* Task goal
Edit the data below by replacing each "integer" with "whole" and keeping everything else the same.

* Records supplied
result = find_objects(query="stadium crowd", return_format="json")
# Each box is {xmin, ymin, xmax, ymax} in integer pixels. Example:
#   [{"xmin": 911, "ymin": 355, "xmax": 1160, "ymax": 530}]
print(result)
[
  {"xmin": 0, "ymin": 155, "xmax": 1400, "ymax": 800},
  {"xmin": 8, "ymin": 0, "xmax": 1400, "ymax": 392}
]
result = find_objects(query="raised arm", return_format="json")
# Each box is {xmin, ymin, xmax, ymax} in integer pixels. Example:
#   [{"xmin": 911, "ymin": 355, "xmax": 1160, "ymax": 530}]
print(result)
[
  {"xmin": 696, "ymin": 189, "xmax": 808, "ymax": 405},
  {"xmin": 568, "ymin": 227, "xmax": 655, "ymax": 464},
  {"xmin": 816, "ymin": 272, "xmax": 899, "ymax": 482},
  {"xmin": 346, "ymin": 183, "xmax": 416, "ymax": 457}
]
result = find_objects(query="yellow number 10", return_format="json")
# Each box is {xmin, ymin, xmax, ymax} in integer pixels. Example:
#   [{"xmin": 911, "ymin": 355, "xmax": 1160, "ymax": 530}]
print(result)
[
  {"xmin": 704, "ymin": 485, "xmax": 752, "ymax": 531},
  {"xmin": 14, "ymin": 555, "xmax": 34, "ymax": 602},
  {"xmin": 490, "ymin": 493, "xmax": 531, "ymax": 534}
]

* Exercise output
result = find_objects(query="stadium crowd", return_format="json")
# Each box is {xmin, ymin, xmax, ymax} in whole pixels. Example:
#   [{"xmin": 911, "ymin": 355, "xmax": 1160, "ymax": 530}]
print(result)
[
  {"xmin": 0, "ymin": 155, "xmax": 1400, "ymax": 800},
  {"xmin": 8, "ymin": 0, "xmax": 1400, "ymax": 392}
]
result = find_objects(query="raised arm", return_format="json")
# Each box is {xmin, ymin, xmax, ymax} in whole pixels. Example:
#   [{"xmin": 911, "ymin": 355, "xmax": 1160, "ymax": 530}]
print(result)
[
  {"xmin": 696, "ymin": 189, "xmax": 808, "ymax": 405},
  {"xmin": 568, "ymin": 227, "xmax": 655, "ymax": 464},
  {"xmin": 816, "ymin": 272, "xmax": 899, "ymax": 482},
  {"xmin": 346, "ymin": 183, "xmax": 416, "ymax": 457}
]
result = find_objects(query="yellow number 10", return_format="json")
# Each box is {xmin, ymin, xmax, ymax} in whole pixels. Example:
#   [{"xmin": 911, "ymin": 355, "xmax": 1160, "ymax": 530}]
print(result)
[
  {"xmin": 704, "ymin": 485, "xmax": 752, "ymax": 531},
  {"xmin": 14, "ymin": 555, "xmax": 34, "ymax": 602},
  {"xmin": 490, "ymin": 493, "xmax": 531, "ymax": 534}
]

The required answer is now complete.